(SUPPLIED PASSAGE Opens)

Mission Raniganj review: Akshay Kumar is impressive in this audacious and difficult rescue drama

2 weeks ago 61

Story: The movie honours the late Jaswant Singh Gill, who rescued 65 miners who were stranded in a flooded coal mine in Raniganj, West Bengal, and is based on a true rescue effort from 1989.

Review: On November 13, 1989, a tragedy occurred at the Mahabir Colliery in Raniganj. The pressure from explosives used to remove coal caused the subsurface water table to burst, releasing a torrent of water and endangering the lives of the 65 trapped miners. When all other attempts to save the situation failed in a race against time, engineer Jaswant Singh Gill (Akshay Kumar) proposed drilling a well and using a specially designed rescue capsule. Without a crane and with corruption in CIL (Coal India), the movie depicts how Gill and his team of heroic professionals used the clever capsule to save all 65 miners.

As long as the narrative honours the courageous souls and the dangerous events that transpired, bringing genuine events to the big screen and paying tribute to India's unsung heroes is commendable. With all of its ability to understand human psychology and behaviour in life-threatening situations, Mission Raniganj falls well short of its objective.

There is a pattern to the films starring Akshay Kumar that explores societal issues or takes inspiration from India's history. A Punjabi wedding song opens the proceedings, followed by two brief sequences in which the heroine vanishes, the hero's slow-motion entrance scene, and a dramatic denouement in which he is praised as the ultimate saviour. The movies don't lack purpose; rather, what's lacking is their attempt to push limits and delve farther into the characters' lives. Beyond the basic details on the internet, no effort is made to comprehend Gill as a person.

(SUPPLIED PASSAGE Closes)
(DATA FOR REVIEW Opens)

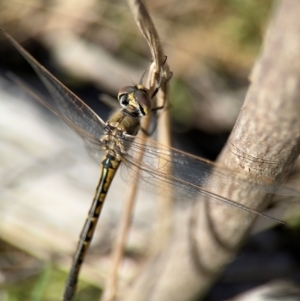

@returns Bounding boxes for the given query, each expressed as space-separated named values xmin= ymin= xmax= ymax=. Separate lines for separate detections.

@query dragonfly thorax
xmin=101 ymin=111 xmax=141 ymax=155
xmin=118 ymin=84 xmax=151 ymax=117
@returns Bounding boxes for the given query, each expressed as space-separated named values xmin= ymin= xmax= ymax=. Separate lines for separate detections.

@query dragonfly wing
xmin=0 ymin=29 xmax=105 ymax=138
xmin=120 ymin=138 xmax=300 ymax=219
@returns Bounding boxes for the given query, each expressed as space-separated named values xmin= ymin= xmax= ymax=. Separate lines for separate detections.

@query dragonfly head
xmin=118 ymin=84 xmax=151 ymax=117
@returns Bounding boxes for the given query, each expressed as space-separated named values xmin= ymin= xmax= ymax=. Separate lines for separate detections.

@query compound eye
xmin=134 ymin=90 xmax=151 ymax=116
xmin=118 ymin=86 xmax=135 ymax=108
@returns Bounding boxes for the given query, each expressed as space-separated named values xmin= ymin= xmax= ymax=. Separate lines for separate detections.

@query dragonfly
xmin=0 ymin=29 xmax=291 ymax=301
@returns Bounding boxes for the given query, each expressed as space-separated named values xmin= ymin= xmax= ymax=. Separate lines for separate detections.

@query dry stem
xmin=126 ymin=0 xmax=300 ymax=301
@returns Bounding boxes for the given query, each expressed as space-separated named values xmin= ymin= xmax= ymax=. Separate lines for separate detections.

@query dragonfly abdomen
xmin=63 ymin=152 xmax=121 ymax=301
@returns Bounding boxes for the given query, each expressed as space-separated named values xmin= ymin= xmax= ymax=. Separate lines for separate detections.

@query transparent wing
xmin=123 ymin=137 xmax=300 ymax=219
xmin=0 ymin=29 xmax=105 ymax=139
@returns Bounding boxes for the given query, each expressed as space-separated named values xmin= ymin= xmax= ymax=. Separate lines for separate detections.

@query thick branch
xmin=127 ymin=0 xmax=300 ymax=301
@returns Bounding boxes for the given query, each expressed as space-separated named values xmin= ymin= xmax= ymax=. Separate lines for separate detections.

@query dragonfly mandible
xmin=1 ymin=30 xmax=291 ymax=301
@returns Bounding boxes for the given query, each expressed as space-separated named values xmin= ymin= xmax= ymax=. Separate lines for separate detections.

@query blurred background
xmin=0 ymin=0 xmax=300 ymax=301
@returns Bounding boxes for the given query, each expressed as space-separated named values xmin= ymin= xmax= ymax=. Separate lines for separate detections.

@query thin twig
xmin=127 ymin=0 xmax=300 ymax=301
xmin=102 ymin=0 xmax=171 ymax=301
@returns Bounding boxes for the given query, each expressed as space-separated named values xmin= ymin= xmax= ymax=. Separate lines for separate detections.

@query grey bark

(DATA FOR REVIEW Closes)

_PROBLEM DETAILS:_ Copy the Mission Raniganj review in full, word for word.

_RESULT OF THE TASK:_
Mission Raniganj review: Akshay Kumar is impressive in this audacious and difficult rescue drama

2 weeks ago 61

Story: The movie honours the late Jaswant Singh Gill, who rescued 65 miners who were stranded in a flooded coal mine in Raniganj, West Bengal, and is based on a true rescue effort from 1989.

Review: On November 13, 1989, a tragedy occurred at the Mahabir Colliery in Raniganj. The pressure from explosives used to remove coal caused the subsurface water table to burst, releasing a torrent of water and endangering the lives of the 65 trapped miners. When all other attempts to save the situation failed in a race against time, engineer Jaswant Singh Gill (Akshay Kumar) proposed drilling a well and using a specially designed rescue capsule. Without a crane and with corruption in CIL (Coal India), the movie depicts how Gill and his team of heroic professionals used the clever capsule to save all 65 miners.

As long as the narrative honours the courageous souls and the dangerous events that transpired, bringing genuine events to the big screen and paying tribute to India's unsung heroes is commendable. With all of its ability to understand human psychology and behaviour in life-threatening situations, Mission Raniganj falls well short of its objective.

There is a pattern to the films starring Akshay Kumar that explores societal issues or takes inspiration from India's history. A Punjabi wedding song opens the proceedings, followed by two brief sequences in which the heroine vanishes, the hero's slow-motion entrance scene, and a dramatic denouement in which he is praised as the ultimate saviour. The movies don't lack purpose; rather, what's lacking is their attempt to push limits and delve farther into the characters' lives. Beyond the basic details on the internet, no effort is made to comprehend Gill as a person.